--- BEGIN Input for this task ---

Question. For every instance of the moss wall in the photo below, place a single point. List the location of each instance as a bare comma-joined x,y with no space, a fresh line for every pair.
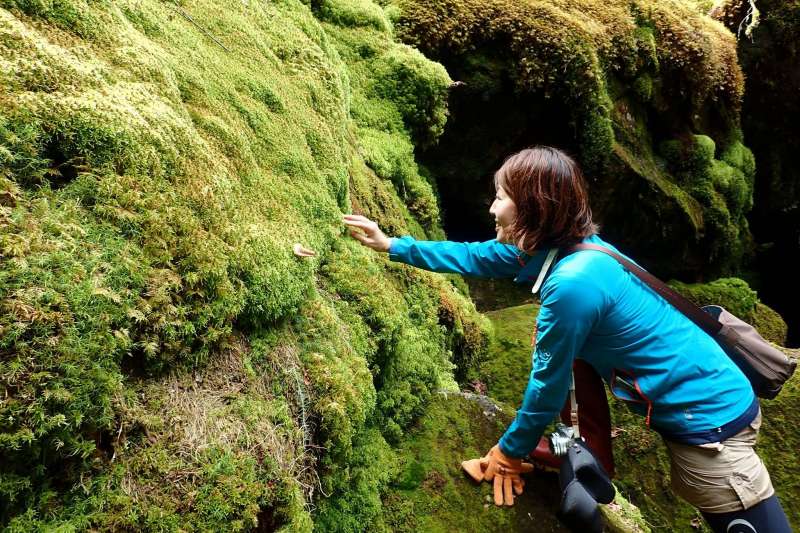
166,363
645,94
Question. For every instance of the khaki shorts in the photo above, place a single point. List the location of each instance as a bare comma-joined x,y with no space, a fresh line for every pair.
721,477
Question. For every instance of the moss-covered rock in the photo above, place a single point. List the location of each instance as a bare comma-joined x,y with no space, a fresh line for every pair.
166,363
616,83
736,296
769,52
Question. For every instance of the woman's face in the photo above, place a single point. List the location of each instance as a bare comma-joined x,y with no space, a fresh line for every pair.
505,212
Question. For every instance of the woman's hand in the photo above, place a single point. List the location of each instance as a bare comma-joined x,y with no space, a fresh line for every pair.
370,234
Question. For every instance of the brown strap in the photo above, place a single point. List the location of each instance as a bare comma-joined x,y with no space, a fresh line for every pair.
708,323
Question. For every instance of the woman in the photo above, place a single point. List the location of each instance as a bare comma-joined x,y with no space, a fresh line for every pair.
593,310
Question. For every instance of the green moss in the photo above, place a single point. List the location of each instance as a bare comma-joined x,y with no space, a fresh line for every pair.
361,13
737,297
508,365
152,185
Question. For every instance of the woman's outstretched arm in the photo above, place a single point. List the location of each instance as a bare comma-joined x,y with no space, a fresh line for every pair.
489,259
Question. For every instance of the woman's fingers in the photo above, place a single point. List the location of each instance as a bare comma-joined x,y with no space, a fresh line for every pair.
360,237
354,217
519,485
508,494
498,490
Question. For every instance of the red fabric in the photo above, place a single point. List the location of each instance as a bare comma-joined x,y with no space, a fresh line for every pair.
593,414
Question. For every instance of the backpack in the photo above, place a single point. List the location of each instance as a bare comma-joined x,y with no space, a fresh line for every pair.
765,366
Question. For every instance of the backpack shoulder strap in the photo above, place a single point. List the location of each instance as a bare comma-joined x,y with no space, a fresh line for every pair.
708,323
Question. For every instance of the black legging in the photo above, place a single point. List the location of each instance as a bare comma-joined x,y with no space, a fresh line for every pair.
766,517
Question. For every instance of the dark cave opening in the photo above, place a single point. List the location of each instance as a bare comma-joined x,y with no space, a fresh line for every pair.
489,120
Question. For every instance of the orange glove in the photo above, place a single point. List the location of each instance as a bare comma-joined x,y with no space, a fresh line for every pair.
503,470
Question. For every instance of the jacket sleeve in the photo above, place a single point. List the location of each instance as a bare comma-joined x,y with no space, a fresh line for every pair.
489,259
569,310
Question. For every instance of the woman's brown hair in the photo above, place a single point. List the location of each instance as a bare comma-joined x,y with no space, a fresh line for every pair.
548,188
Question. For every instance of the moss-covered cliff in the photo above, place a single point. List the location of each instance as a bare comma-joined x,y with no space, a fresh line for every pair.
167,364
769,55
646,94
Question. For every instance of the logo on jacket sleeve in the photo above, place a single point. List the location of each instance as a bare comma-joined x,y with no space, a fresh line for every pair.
541,357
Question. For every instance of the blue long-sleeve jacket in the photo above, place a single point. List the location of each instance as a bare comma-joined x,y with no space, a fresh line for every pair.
649,353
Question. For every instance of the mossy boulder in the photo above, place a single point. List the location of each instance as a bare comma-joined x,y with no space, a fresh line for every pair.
166,362
646,94
736,296
769,52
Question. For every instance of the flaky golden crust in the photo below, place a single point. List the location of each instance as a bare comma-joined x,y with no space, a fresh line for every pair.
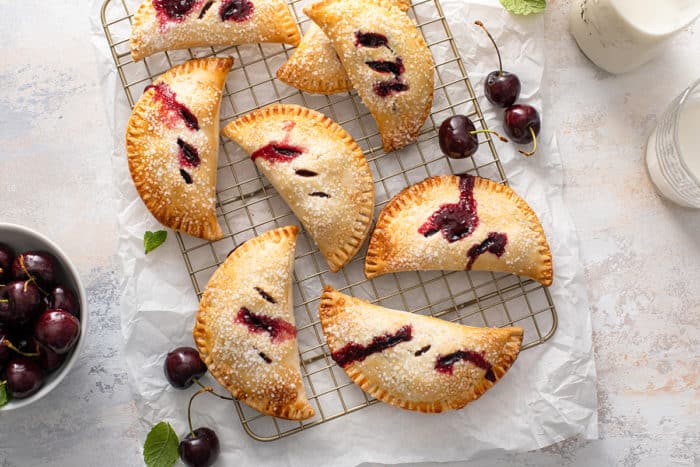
314,66
270,21
152,151
340,221
234,355
400,114
396,245
406,375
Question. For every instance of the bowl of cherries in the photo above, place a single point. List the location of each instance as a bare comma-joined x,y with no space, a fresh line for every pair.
43,316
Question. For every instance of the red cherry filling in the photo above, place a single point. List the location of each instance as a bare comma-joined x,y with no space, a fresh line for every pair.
188,154
173,10
383,66
370,39
172,111
455,220
495,243
278,329
236,10
445,364
278,152
387,88
354,352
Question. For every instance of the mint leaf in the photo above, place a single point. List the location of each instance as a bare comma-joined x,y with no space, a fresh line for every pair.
3,393
524,7
160,448
152,240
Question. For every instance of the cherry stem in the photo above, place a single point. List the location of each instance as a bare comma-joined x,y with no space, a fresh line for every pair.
500,64
11,346
211,390
500,136
31,278
534,144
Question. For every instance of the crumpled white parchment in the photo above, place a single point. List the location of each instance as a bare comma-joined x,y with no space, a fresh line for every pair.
547,396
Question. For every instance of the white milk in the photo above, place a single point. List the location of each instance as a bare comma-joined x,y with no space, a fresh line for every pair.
688,149
620,35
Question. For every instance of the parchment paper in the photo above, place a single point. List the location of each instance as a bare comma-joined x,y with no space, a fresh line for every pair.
548,395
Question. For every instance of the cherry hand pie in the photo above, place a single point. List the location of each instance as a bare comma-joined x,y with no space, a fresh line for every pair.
413,361
245,329
318,169
160,25
315,67
387,60
172,145
456,223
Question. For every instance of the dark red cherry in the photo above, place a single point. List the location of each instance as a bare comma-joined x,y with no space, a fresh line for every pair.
20,302
200,450
24,377
518,119
502,88
39,264
6,258
455,137
63,297
182,366
58,330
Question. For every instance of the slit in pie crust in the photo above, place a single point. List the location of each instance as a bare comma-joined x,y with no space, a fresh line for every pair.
172,145
412,361
245,328
315,67
318,169
457,223
160,25
387,61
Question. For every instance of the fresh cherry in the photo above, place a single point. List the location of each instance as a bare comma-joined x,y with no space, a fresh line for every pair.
63,297
24,377
50,360
57,330
200,450
182,366
20,302
6,258
38,265
457,137
522,123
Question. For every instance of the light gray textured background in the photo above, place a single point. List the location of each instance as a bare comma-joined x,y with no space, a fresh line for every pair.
641,254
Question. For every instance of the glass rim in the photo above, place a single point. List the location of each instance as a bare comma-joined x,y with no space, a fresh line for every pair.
681,104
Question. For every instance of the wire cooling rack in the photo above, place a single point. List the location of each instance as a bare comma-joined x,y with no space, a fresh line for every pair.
248,206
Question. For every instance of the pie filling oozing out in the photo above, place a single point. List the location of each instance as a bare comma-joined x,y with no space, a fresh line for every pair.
413,361
172,145
488,227
245,329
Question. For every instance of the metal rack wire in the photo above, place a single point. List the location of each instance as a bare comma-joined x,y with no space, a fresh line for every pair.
247,206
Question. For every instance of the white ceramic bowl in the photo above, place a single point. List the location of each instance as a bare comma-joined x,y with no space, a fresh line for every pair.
22,239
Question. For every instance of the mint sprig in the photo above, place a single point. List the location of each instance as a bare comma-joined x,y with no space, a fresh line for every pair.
152,240
160,448
524,7
4,399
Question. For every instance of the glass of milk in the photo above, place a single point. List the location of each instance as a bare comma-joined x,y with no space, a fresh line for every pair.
673,150
621,35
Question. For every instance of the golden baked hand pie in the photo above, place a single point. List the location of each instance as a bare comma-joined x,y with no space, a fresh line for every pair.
245,329
172,145
412,361
387,60
456,223
315,67
160,25
318,169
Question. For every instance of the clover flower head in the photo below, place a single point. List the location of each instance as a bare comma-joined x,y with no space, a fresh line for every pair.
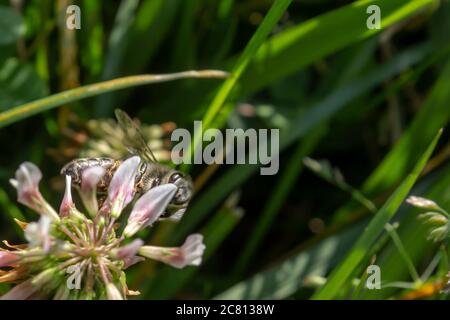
72,255
437,219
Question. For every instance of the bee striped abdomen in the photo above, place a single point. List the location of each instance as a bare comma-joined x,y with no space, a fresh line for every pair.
76,167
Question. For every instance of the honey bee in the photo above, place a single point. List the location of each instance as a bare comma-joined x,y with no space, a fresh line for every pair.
150,173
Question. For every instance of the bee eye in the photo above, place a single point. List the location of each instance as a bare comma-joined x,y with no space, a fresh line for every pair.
174,177
156,182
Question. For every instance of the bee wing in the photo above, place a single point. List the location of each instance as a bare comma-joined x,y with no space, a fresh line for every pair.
134,139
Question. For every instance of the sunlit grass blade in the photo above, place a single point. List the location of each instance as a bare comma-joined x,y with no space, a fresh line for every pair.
116,50
376,226
287,277
269,22
281,191
434,114
26,110
170,280
300,126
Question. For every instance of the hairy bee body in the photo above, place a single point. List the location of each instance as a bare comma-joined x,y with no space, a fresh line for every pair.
149,175
150,172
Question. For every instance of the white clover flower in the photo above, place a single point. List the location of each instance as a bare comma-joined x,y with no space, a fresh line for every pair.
87,247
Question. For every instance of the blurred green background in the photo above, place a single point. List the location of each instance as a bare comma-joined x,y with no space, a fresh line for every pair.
368,100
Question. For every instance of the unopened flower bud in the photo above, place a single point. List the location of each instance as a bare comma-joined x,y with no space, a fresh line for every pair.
189,254
121,188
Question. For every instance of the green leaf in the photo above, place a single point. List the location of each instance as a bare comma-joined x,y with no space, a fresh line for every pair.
376,226
284,279
316,38
11,25
434,114
19,83
300,126
170,280
56,100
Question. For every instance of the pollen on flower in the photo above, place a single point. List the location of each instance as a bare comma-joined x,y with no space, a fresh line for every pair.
84,256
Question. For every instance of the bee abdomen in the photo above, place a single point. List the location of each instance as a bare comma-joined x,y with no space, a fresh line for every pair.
76,167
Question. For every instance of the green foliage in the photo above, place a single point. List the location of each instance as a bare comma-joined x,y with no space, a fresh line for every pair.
366,101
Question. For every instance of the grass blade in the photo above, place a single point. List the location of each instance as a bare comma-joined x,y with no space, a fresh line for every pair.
270,20
376,226
32,108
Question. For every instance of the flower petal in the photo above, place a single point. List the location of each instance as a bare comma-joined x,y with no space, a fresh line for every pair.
128,253
112,292
67,203
8,258
149,207
38,233
27,184
189,254
121,188
88,190
422,203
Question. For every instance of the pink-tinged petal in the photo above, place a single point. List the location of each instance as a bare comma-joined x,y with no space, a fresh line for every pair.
88,190
149,208
21,291
189,254
27,184
112,292
121,188
128,252
67,204
38,233
8,258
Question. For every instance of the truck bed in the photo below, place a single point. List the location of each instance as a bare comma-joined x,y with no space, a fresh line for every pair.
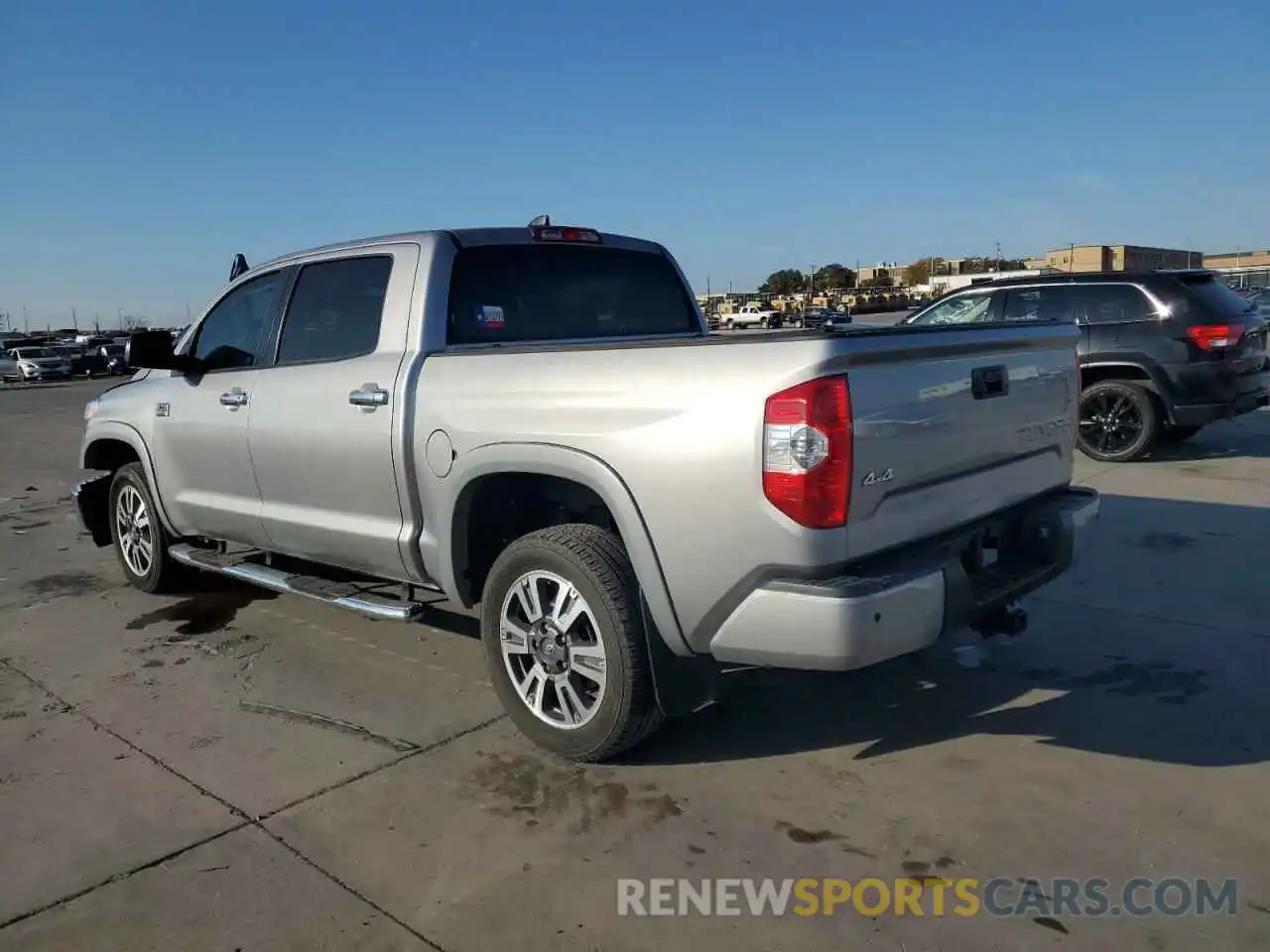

--- END Input for this task ---

▸ What this task involves
Count the lines of the material that contain the string "flower" and give only that number.

▸ The output
5